▶ Source passage
________________
In most states, the Adult Protective Services (APS) agencies, typically located within the human services agency, is the principal public agency responsible for both investigating reported cases of elder abuse and providing victims and their families with treatment and protective services. In most jurisdictions, it is the county departments of social services which maintain an APS unit that serves the need of local communities.
Since the enactment of California's mandatory elder abuse reporting statutes in 1984, the Los Angeles County (APS) Program has witnessed a threefold increase in the number of elder abuse incidents reported. The types of abuse most commonly reported are physical or sexual abuse, neglect, abandonment, and psychological or fiduciary abuse.
In response to the rapidly increasing percentage of financial frauds and scams, now 24 percent of all reported cases of elder abuse, L.A. County established a Fiduciary Abuse Specialist Team (FAST).
________________
▶ Dataset

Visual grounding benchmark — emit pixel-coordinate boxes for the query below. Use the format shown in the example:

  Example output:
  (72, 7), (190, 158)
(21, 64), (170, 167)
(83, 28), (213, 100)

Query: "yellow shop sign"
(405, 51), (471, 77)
________________
▶ Exercise A
List the types of abuse that the elder abuse passage names as the ones most commonly reported.
▶ Exercise B
Reproduce the stretch of the elder abuse passage from "In most states, the" through "or fiduciary abuse.".

▶ Task result A
- Physical or sexual abuse
- Neglect
- Abandonment
- Psychological or fiduciary abuse

▶ Task result B
In most states, the Adult Protective Services (APS) agencies, typically located within the human services agency, is the principal public agency responsible for both investigating reported cases of elder abuse and providing victims and their families with treatment and protective services. In most jurisdictions, it is the county departments of social services which maintain an APS unit that serves the need of local communities.
Since the enactment of California's mandatory elder abuse reporting statutes in 1984, the Los Angeles County (APS) Program has witnessed a threefold increase in the number of elder abuse incidents reported. The types of abuse most commonly reported are physical or sexual abuse, neglect, abandonment, and psychological or fiduciary abuse.